◆ Provided text ◆
Start of Block

Zoom Video Communications (NASDAQ:ZM) probably wouldn't exist without Cisco Systems (NASDAQ:CSCO). Zoom's founder and CEO Eric Yuan was previously one of the first employees at Webex, the video conferencing start-up Cisco acquired in 2007.
Yuan subsequently became Cisco's VP of Engineering, and pitched the idea of a new smartphone-oriented video conferencing platform to the company in 2011. Cisco shot down the idea, and Yuan left the company and founded Zoom that same year.
Zoom went public last April, and its stock subsequently surged over 1,000% as it dazzled investors with its robust growth in revenue, users, and profits -- which were all amplified by the stay-at-home measures during the pandemic. But Cisco's stock fell 25% during the same period, as the pandemic and other macro headwinds choked its hardware sales.
Zoom initially seems like a superior stock, but past performance never guarantees future gains. Therefore, investors should take a fresh look at both stocks to see if the high-growth darling will stay ahead of the slow-growth networking giant.
Zoom's breakneck growth
Zoom operates a "freemium" business model, which encourages free users to upgrade to paid tiers to remove time limits, host more participants in a meeting, add cloud storage services, and unlock other features.
Zoom's revenue rose 88% in fiscal 2020, which ended this January, and its adjusted EPS soared 483%. In the first half of fiscal 2021, its revenue surged 270% year-over-year as the use of remote work and online education services accelerated throughout the pandemic, and its adjusted EPS grew tenfold. Its operating margin also expanded significantly as its triple-digit revenue growth easily outpaced its rising operating expenses.
For the full year, Zoom expects its revenue to grow 281%-284% with a sevenfold increase in its adjusted earnings. After that big growth spurt, Wall Street expects Zoom's revenue and earnings to grow 25% and 19%, respectively, in fiscal 2022.
Cisco's anemic growth
Cisco generated 55% of its revenue from its infrastructure platforms business -- which sells routers, switches, and other networking hardware -- in fiscal 2020, which ended in late July. Sales of those core products declined as the trade war, COVID-19, and macro headwinds reduced its orders from enterprise and data center customers.
Cisco generated 11% of its revenue from its applications business, which houses AppDynamics, Webex, its Unified Communications platform, and telepresence endpoint solutions. AppDynamics and Webex remained strong throughout the crisis, but weak demand for its on-premise Unified Communications and telepresence endpoint solutions offset those gains.
The only two segments that generated revenue growth in 2020 were Cisco's security unit, which accounted for just 6% of its revenue, and its services segment, which accounted for the remaining 27% of its revenue.
As a result, Cisco's revenue fell 5% last year, but its adjusted EPS -- which was buoyed by buybacks -- rose 4%. Analysts expect its revenue and earnings to decline 2% and 3%, respectively, in fiscal 2021.
Maintaining vs. regaining momentum
Zoom is generating explosive growth, but it's unclear if it can maintain that momentum after the pandemic ends. It could also struggle to securely scale its business to meet the growing demands of its massive audience -- as seen in its previous privacy and security issues.

End of Block

(Saved entries)

Start of Block

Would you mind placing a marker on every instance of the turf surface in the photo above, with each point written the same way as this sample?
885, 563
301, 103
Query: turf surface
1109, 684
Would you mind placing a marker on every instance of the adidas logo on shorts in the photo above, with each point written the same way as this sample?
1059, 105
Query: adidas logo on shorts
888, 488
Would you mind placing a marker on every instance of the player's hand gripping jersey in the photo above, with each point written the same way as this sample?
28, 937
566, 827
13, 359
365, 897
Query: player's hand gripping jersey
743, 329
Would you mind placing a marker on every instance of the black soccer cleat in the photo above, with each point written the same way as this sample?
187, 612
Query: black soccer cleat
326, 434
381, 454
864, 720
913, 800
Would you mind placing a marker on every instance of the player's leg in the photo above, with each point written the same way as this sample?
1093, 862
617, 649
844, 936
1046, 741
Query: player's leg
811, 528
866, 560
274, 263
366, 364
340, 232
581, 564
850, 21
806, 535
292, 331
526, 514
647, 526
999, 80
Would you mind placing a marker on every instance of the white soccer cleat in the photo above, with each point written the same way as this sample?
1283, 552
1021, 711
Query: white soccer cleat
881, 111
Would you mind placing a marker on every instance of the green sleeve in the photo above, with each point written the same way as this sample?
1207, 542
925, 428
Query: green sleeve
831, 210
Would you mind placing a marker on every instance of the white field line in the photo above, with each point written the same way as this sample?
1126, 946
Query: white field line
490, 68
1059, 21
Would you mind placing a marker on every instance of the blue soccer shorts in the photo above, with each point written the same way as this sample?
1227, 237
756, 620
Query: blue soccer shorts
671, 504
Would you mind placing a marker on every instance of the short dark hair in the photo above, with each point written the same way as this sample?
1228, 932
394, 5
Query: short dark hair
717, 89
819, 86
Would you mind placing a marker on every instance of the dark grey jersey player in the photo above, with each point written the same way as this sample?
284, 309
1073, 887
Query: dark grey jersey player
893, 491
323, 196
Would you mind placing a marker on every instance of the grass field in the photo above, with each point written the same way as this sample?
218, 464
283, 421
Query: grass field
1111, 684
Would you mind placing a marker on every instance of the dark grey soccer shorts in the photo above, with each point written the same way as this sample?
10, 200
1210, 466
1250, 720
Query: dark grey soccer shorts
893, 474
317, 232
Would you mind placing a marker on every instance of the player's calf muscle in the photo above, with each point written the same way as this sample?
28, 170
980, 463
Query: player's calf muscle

End of Block

◆ Study questions ◆
1. Retype the part of the Zoom and Cisco article that begins at the words "For the full" and stops after "data center customers.".
2. Answer these questions from the Zoom and Cisco article.
(a) In what year did Cisco acquire Webex?
(b) What share of Cisco's fiscal 2020 revenue came from its infrastructure platforms business?
(c) What range of full-year revenue growth does Zoom expect?
The listing has nothing to do with the Zoom and Cisco article.

◆ Answers by item ◆
1.
For the full year, Zoom expects its revenue to grow 281%-284% with a sevenfold increase in its adjusted earnings. After that big growth spurt, Wall Street expects Zoom's revenue and earnings to grow 25% and 19%, respectively, in fiscal 2022.
Cisco's anemic growth
Cisco generated 55% of its revenue from its infrastructure platforms business -- which sells routers, switches, and other networking hardware -- in fiscal 2020, which ended in late July. Sales of those core products declined as the trade war, COVID-19, and macro headwinds reduced its orders from enterprise and data center customers.

2.
(a) 2007
(b) 55%
(c) 281%-284%